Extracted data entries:
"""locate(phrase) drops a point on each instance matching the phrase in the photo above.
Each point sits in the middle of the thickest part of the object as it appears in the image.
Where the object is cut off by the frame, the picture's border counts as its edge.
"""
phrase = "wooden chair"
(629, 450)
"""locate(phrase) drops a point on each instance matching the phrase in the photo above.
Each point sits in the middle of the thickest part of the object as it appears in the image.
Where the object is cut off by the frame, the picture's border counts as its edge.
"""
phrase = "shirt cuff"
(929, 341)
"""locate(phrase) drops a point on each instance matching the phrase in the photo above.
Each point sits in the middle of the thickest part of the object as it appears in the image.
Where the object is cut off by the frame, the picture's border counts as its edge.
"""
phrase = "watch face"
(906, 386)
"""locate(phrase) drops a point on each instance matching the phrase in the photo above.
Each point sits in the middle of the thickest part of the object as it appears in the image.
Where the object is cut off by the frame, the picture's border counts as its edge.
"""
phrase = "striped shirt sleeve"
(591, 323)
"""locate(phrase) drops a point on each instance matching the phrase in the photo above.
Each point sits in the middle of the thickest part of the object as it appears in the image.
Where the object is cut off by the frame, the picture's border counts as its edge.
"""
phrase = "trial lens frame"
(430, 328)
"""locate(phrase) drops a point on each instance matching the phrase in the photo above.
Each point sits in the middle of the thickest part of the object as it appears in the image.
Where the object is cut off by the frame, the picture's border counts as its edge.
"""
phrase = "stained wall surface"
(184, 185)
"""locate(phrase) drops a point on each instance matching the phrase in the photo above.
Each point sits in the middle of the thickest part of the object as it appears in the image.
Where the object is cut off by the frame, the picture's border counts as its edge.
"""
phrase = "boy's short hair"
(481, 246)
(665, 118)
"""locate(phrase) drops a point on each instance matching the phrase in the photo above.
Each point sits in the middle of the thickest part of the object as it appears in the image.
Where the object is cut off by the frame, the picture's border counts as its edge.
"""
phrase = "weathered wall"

= Instructions for the task =
Pull out each line from the entries above that contains the word "wall", and list those lines.

= Problem solution =
phrase = "stained wall surface"
phrase = "weathered wall"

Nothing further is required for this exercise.